--- Record excerpts ---

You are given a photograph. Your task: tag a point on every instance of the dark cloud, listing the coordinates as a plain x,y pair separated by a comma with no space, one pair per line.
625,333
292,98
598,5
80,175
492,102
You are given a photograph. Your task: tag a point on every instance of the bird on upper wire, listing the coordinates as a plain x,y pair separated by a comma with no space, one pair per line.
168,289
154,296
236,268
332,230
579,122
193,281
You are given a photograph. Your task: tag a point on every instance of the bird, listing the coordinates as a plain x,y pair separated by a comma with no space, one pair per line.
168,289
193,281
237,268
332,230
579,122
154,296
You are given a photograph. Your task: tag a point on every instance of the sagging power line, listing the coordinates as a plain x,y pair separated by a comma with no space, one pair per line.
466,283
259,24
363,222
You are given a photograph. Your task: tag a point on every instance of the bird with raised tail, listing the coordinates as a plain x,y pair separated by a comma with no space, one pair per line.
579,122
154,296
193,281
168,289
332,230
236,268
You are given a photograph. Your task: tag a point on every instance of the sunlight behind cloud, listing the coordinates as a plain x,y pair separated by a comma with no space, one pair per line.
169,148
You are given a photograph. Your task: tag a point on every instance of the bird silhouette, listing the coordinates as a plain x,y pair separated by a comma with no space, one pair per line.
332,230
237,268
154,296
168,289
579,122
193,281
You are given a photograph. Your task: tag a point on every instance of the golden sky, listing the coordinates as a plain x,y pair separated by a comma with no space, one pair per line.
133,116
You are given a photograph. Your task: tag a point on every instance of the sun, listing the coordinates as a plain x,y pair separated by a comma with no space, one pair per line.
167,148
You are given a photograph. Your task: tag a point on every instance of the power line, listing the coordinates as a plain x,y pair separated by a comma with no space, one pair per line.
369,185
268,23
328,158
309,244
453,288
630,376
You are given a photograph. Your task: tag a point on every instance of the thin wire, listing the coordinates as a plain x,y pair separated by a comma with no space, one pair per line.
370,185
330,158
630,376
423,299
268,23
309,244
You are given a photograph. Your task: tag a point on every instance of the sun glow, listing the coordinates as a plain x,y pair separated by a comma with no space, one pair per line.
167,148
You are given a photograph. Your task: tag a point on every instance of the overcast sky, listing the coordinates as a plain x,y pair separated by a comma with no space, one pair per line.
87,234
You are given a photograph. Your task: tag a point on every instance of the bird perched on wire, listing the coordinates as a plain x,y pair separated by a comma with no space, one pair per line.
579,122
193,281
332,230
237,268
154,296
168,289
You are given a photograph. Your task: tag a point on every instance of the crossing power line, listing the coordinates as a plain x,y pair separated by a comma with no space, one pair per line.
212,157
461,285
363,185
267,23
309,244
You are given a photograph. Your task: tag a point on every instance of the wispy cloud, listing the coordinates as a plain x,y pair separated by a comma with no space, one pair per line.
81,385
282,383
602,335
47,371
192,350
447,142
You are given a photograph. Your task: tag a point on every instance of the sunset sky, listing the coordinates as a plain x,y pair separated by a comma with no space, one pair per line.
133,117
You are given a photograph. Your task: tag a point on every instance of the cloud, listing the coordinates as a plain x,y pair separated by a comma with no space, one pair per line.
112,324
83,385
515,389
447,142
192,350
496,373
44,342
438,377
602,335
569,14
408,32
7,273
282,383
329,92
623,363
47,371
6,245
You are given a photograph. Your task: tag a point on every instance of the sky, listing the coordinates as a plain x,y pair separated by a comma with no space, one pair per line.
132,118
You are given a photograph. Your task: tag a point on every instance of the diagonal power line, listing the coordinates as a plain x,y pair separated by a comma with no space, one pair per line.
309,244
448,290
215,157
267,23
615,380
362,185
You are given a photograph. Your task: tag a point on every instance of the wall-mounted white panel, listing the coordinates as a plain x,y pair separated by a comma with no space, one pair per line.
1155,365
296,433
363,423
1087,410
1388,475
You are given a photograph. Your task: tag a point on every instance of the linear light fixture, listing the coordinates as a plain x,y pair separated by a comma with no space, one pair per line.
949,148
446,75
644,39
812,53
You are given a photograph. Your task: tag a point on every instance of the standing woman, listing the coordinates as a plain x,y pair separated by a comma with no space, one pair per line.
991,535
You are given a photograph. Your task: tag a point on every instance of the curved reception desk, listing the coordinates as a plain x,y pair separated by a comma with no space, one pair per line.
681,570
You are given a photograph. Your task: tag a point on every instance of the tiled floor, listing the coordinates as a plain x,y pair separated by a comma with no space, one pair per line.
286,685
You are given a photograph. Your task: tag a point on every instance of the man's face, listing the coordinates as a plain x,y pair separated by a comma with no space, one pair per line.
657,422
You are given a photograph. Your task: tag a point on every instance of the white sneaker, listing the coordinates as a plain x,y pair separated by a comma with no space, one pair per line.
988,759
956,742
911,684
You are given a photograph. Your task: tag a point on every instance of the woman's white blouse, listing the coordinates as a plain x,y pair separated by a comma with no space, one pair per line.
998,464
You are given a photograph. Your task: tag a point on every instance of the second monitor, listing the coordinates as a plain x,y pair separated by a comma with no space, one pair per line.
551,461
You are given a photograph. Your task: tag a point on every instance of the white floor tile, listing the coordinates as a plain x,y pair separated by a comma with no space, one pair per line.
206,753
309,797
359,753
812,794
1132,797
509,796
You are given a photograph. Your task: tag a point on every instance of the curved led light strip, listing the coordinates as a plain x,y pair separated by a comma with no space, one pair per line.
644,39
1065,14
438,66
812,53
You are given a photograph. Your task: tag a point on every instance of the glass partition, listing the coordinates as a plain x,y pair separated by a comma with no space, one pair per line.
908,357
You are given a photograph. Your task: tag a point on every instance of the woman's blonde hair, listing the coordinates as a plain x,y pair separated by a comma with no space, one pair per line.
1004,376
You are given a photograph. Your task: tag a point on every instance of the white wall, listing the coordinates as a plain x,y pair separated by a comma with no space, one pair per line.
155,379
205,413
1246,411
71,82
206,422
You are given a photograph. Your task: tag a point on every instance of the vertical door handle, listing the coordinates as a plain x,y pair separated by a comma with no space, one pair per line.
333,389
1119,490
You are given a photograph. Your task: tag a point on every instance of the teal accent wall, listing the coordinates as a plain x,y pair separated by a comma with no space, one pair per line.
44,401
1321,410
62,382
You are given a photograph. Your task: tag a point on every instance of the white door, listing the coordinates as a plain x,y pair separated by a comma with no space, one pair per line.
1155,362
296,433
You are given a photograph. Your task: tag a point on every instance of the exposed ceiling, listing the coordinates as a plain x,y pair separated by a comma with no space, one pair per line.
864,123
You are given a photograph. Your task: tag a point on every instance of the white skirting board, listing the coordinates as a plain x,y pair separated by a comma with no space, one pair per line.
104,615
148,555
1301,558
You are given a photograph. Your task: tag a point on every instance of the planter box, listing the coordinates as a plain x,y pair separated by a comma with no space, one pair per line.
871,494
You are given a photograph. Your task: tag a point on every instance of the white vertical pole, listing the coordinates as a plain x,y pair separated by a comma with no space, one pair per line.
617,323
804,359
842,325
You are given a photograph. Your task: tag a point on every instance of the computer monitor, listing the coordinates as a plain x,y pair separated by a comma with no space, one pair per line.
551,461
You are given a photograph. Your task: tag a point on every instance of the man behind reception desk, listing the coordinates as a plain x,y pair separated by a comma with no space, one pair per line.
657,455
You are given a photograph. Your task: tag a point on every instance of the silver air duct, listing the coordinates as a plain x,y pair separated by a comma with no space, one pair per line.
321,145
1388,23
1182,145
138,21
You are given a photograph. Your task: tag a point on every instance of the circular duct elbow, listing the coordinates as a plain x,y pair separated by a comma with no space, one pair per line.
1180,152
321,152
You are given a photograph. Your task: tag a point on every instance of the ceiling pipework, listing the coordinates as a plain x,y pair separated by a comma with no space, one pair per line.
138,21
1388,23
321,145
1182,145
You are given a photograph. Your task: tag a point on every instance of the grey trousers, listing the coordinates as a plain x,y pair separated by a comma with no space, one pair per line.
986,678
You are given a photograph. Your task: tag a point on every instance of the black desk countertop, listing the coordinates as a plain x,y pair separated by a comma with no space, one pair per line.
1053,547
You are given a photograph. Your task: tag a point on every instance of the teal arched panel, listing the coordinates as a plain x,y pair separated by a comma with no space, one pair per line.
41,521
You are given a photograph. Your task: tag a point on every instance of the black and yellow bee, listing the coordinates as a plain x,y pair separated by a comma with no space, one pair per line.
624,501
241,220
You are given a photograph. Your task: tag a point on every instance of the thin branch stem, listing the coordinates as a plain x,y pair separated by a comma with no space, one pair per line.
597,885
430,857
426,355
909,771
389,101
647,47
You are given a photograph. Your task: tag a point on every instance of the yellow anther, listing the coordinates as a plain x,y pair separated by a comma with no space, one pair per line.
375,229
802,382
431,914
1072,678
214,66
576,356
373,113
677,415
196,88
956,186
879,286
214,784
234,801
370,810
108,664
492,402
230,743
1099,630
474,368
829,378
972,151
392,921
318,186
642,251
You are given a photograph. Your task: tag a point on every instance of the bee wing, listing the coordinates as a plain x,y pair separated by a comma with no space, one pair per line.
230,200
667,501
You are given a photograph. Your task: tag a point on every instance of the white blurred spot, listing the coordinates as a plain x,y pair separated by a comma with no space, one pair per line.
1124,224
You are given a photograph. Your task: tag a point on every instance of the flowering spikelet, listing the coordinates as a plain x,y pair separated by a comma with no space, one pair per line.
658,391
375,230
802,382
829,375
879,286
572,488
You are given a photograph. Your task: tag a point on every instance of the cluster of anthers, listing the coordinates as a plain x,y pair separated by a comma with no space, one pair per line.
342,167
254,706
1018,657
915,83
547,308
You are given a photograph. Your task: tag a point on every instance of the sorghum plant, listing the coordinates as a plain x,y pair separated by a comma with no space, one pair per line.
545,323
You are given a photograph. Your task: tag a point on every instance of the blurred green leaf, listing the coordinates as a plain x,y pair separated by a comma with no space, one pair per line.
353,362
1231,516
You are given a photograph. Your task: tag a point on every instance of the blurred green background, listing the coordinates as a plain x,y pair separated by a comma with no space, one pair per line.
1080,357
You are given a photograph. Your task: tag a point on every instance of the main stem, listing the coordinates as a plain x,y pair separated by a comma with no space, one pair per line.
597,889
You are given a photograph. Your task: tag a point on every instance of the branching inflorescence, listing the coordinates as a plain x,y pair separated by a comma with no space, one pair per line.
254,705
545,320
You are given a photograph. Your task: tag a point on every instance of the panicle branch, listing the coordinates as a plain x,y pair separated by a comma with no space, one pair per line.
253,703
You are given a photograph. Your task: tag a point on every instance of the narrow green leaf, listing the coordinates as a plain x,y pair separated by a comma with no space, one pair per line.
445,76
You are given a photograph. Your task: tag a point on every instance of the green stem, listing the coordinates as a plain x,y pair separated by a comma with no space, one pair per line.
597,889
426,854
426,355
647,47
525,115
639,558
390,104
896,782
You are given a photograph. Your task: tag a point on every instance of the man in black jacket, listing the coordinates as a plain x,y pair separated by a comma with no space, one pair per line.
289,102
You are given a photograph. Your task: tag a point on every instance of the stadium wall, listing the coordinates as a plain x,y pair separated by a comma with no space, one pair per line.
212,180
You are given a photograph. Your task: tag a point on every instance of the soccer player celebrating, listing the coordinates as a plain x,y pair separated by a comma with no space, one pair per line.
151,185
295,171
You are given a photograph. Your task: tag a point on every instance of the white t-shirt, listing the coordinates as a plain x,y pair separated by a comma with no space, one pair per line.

---

Task goal
In the records above, find the line containing "of the green" and print it and every later line exactly, through the last one.

Output for this exercise
You are given a photograph. Your task: tag a point on every instance of the green stem, listing the coordinates as a plain x,y pair separated by a comma with no space, one pair per line.
597,889
426,854
426,355
647,47
525,115
639,558
390,104
896,782
You are given a photograph. Your task: tag a point on every instance of the man in black jacket, listing the coordinates as a plain x,y pair separated by a comma with no space, one pair per line.
289,102
You are given a photograph. Your task: tag a point on every instance of the stadium wall, listing the coordinates as a plain x,y pair separated by a comma with no space, one pair per line.
212,180
You are given a photograph. Your task: tag a point on every instance of the soccer player celebrating, listing the coordinates as a plain x,y pair separated by a comma with no space, one pair per line.
151,185
295,171
You are given a photograph. Your task: tag a point on every instance of the white t-shirt, listing the coordinates as a plain x,y pair separated by a comma with no space, one pair per line.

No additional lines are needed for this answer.